- Prompt -
Among the entries that follow, find the lines containing the string "form" and copy them.
•••••
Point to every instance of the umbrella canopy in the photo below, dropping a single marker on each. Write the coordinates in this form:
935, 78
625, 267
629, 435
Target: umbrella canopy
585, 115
•••••
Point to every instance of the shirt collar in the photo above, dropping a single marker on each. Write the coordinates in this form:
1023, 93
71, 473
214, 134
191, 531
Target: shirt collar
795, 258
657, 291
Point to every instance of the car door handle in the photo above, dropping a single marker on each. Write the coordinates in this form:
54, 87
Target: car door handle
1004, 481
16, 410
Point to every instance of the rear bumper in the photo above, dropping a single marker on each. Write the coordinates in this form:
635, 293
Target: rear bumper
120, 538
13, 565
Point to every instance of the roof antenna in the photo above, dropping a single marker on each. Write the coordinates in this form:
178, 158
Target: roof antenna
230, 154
•••••
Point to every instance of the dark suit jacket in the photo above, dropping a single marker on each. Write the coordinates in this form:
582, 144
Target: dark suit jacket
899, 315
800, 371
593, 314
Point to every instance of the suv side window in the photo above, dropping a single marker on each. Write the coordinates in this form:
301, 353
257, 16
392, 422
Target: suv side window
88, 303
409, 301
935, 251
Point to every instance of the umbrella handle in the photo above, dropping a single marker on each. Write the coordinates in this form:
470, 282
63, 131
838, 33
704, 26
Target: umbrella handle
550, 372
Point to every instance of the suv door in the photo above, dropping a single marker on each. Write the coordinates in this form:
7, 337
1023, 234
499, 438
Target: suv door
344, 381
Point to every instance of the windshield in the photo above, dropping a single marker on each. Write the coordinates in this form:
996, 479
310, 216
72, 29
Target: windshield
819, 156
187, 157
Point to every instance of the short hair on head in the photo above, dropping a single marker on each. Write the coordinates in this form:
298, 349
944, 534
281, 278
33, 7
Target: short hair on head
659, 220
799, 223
•••••
- Response -
Point to every instance of the umbrella canopy in the photo below, dropping a single marker on each. Write the coordinates in this form:
Point to every instance of the shirt collar in the photo above, dropping a single marker on each. Write the coordinates in this form:
Point to every instance of the car door handle in the photo above, dropping a single marker on each. Write the coordinates in this form:
Point to every instance of the rear bumper in the photo above, dropping a single marker on each. Write the coordinates in this form:
Point to every instance of the roof antenna in the photo above, dropping a single marker on each. Write the coordinates in this form:
Point to every instance of the dark suit jacket in the photo above, dropping a single marker on each. Write the coordinates in this form:
Point to every instance of the suv side window in the photo above, dropping a single marker on each. Write the coordinates in this form:
Point to every instance of the umbrella handle in the photo above, dropping a single marker on each. Write the coordinates in this form:
Point to every instance of the suv door in the photo above, dropping a single marker on each. Write the coordinates in this form:
Point to every instance of the windshield in the photo above, dropping a single marker on each. Write the coordinates in this form:
Point to every instance of the short hair on head in the photo above, dropping a single marker on each. Write the coordinates in this form:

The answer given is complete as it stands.